I am going blind. As much as everyone would like to convince me that I will acquire some kind of new, metaphorical vision—a gift, really, an inner sight, a heightening of the other senses, blah, blah, blah—the fact remains: I am going blind.

At the support group last night, I heard for the umpteenth time about adaptive technologies, reading Braille, about people and machines and organizations that can help me. I am trying to help myself. The thing I’m most afraid of losing is my independence.

This morning, I made a trip to buy groceries. I had no trouble going down the three flights of stairs with my eyes closed. I had to peek when I got to the bottom landing. How many steps to the door? Where is the door handle if my right hand starts out on the banister and I take the five steps straight forward to the door?

Out the door, across the tiny porch, down eight stairs to ground level. Here it gets tricky. I close my eyes and shuffle my feet along the sidewalk, counting the cracks, measuring the irregularities with my toes, making a note of curbs and driveways. I am learning to use audible inputs to cross the street. I only have to cross one street to get to the next block, where Leland’s Grocery is.

I cheated some more along the route. I need visual cues to associate with the other sense data that I’m trying to memorize. The smell of coffee, flowering plants, and garbage. The sound of the traffic, of course, and of conversation coming out of open doors; the wind, a leaf-blower somewhere near by—must be the park, since there are no lawns in this neighborhood. I study the texture of the pavement and of the faces of the buildings I pass on my way.

After I arrived at the grocery store, I kept my eyes open. I don’t know if I will be able to learn the layout of the store, even though it’s a small one. So many products, so much complexity! I have experimented here before, and I get lost just trying to find my way around the produce aisle. How will I ever navigate the rows of boxes and canned goods? There’s not much point in wasting my energy here; I will have to have someone else do my grocery-shopping, or at least to accompany me here.

● Point labeling examples

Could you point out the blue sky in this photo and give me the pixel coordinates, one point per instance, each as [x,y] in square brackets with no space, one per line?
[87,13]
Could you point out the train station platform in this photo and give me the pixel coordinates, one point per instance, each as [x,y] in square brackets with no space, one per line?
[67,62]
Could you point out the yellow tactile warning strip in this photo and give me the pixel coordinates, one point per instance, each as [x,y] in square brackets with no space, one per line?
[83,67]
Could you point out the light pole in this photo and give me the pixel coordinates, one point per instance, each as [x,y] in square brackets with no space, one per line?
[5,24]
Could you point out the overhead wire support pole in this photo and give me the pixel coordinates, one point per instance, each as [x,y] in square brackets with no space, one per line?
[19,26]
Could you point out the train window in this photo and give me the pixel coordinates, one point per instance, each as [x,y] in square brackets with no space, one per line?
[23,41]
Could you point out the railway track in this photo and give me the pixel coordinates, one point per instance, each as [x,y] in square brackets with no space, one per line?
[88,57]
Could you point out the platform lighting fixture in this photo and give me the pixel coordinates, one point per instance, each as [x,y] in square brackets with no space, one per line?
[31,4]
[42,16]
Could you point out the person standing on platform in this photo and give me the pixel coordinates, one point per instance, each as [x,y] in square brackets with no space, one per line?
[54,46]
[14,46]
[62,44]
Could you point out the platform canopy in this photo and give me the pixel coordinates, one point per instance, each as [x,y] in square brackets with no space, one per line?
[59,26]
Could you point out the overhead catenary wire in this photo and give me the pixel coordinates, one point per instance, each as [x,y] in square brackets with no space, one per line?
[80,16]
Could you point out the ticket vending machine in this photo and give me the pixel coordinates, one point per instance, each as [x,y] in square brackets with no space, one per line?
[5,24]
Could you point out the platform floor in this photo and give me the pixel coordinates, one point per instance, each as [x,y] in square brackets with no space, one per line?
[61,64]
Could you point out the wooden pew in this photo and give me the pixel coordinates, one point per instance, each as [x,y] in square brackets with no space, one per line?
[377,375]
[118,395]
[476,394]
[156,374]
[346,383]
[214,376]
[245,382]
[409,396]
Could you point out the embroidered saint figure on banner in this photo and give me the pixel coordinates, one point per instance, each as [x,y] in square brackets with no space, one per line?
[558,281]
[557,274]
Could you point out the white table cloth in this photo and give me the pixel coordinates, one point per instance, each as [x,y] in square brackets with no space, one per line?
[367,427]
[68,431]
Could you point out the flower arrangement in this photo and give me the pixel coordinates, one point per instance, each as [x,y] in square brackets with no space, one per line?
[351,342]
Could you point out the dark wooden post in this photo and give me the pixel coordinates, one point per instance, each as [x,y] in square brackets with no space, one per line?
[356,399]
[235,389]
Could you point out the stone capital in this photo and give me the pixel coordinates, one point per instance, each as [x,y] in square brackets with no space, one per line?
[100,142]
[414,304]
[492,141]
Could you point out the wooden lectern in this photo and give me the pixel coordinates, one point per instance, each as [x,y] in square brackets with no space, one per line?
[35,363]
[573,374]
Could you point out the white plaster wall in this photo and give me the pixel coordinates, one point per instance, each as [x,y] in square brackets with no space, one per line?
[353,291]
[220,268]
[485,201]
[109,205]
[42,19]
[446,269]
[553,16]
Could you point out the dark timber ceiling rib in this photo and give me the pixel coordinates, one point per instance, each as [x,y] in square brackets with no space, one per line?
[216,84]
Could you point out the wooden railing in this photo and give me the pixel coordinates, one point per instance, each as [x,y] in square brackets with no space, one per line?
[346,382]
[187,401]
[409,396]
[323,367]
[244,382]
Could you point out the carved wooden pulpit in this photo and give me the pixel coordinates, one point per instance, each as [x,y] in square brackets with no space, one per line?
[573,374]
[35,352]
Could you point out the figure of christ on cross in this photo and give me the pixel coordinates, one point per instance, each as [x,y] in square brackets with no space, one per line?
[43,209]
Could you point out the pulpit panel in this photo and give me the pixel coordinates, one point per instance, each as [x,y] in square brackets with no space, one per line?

● Problems
a - In the passage about going blind, give the wording from "I am going blind. As" up to and including "forward to the door?" again, swapping "groceries" for "bread".
b - Summarize the passage about going blind in two sentences.
c - In the passage about going blind, what is the name of the grocery store the narrator walks to?
The rows stand apart from the passage about going blind.

● Answers to the exercise
a -
I am going blind. As much as everyone would like to convince me that I will acquire some kind of new, metaphorical vision—a gift, really, an inner sight, a heightening of the other senses, blah, blah, blah—the fact remains: I am going blind.

At the support group last night, I heard for the umpteenth time about adaptive technologies, reading Braille, about people and machines and organizations that can help me. I am trying to help myself. The thing I’m most afraid of losing is my independence.

This morning, I made a trip to buy bread. I had no trouble going down the three flights of stairs with my eyes closed. I had to peek when I got to the bottom landing. How many steps to the door? Where is the door handle if my right hand starts out on the banister and I take the five steps straight forward to the door?

b - The narrator is going blind and, fearing most the loss of independence, practices a walk to a nearby grocery store with eyes closed, memorizing stairs, sidewalk cracks, curbs, sounds, and smells while peeking for visual cues. Inside the store, the narrator keeps their eyes open and concludes that learning the layout is hopeless, so someone else will have to do the shopping or come along.

c - Leland’s Grocery